══ Extract provided ══

The Birth Of CRM 2.0

By: Rich Tehrani, Group Editor-in-Chief,
Technology Marketing Corporation


 

For many people, Siebel Systems is the first company that comes to mind when they think CRM. Siebel has been so active in promoting CRM for the past 10 years that it's hard to think of one without the other. How many customers have been better served because Tom Siebel decided to help popularize customer relationship management?

After 10 years of promoting CRM, what's next? Where do we go? After all, there has been a great deal of innovation. Do we have room to move forward? Is there anything left to do? Can customers be made happier than they currently are? Is there room for more improvement? Can companies leverage technology in a way that makes them more productive and increases profits to a greater degree?

According to Siebel, the answer is a resounding 'Absolutely.' The next generation of CRM is all about adaptation ' the ability to be more nimble and quick. The term the company uses for this concept is 'Customer Adaptive Solutions' (CAS). I think of it as transforming your business so it has the reflexes of a cat'a cheetah, if you will. A cheetah, when it goes after its prey, sprints at incredible speeds. When a gazelle turns left or right, the cheetah, the fastest of all land animals, follows. The problem is that it's not easy to turn at 60+ miles per hour, and you can easily lose your balance. That is, of course, where the cheetah's tail comes in. The tail acts like both a stabilizing force and a counter-weight at speed. The tail, coupled with the eyes, nose, ears, claws and teeth, all come into play to make the cheetah a successful predator.

But why does a company need such attributes? Why adapt so quickly? The concept of adaptation is needed, in Siebel's opinion, for customer-facing knowledge workers. These employees are required to rapidly conduct situation analysis based on a broad set of disparate data and then immediately act on the analysis to implement the best possible decision. The data, in many cases, come from a variety of sources ' some structured databases and others that are unstructured.

Siebel Customer Adaptive Solutions are based on four 'pillars,' as the company calls them.

Outcome Modeling. The question addressed here is: what benefit are you trying to achieve? Outcome modeling is based on Siebel's Customer Experience Blueprint methodology and an integrated data model that provides companies with a better understanding of their customers, products and processes. The data model is embodied in a transactional container with process- and policy-based relationships, data quality and auditing for rich, real-time applications access. The data model is also embodied in a warehouse merged with other corporate data where deep, analytical insight can be derived.

In cheetah language, this is the cheetah's game plan. It is the calculations a cheetah makes when it decides which prey it may want to go after ' a young animal or an older one that may not be so nimble. It weighs the risks and rewards carefully before progressing.

Informed Action means using the information derived from outcome modeling to proactively guide customer-facing employees and applications toward taking the right action in real-time based on their role, the customer's specific profile and their organization's desired business outcomes.

To the cheetah, this is its ability to turn in either direction in response to the prey.

Predictive Insight is designed to maximize the customer service level of every customer interaction in real-time. In addition, the goal of predictive insight is to maximize profit. These capabilities leverage Siebel's predictive analytics and business-process-enabled applications that make systemic recommendations based on pre-processing and information synthesis to drive optimal behavior across an organization's business.

To the cheetah, this step could be the choosing of a specific animal to hone in on.

Rapid Realignment. As the name implies, with rapid realignment you have the ability to quickly change how your business reacts to customers to maximize the ability to meet or exceed targets set in the outcome modeling phase. In addition, Siebel customers are able to use these tools to respond to changes in the market, new ideas or changing corporate goals or ideals.

═══

▶ Tasks for this exercise:
(A) In the CRM 2.0 article, repeat word for word the passage starting at "Predictive Insight is designed" and ending at "an organization's business.".
(B) Name the four "pillars" that Siebel Customer Adaptive Solutions are based on, according to the CRM 2.0 article.
(C) Answer these questions using the CRM 2.0 article:
(i) For how many years has Siebel been promoting CRM?
(ii) What term does Siebel use for the idea that the next generation of CRM is about adaptation?
(iii) At what speed does the article say it's not easy for a cheetah to turn?

══ Given information ══

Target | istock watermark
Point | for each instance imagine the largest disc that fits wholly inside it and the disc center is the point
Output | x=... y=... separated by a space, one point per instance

═══

▶ Expected responses:
(A)
Predictive Insight is designed to maximize the customer service level of every customer interaction in real-time. In addition, the goal of predictive insight is to maximize profit. These capabilities leverage Siebel's predictive analytics and business-process-enabled applications that make systemic recommendations based on pre-processing and information synthesis to drive optimal behavior across an organization's business.

(B)
Outcome Modeling
Informed Action
Predictive Insight
Rapid Realignment

(C)
(i) 10 years
(ii) Customer Adaptive Solutions (CAS)
(iii) 60+ miles per hour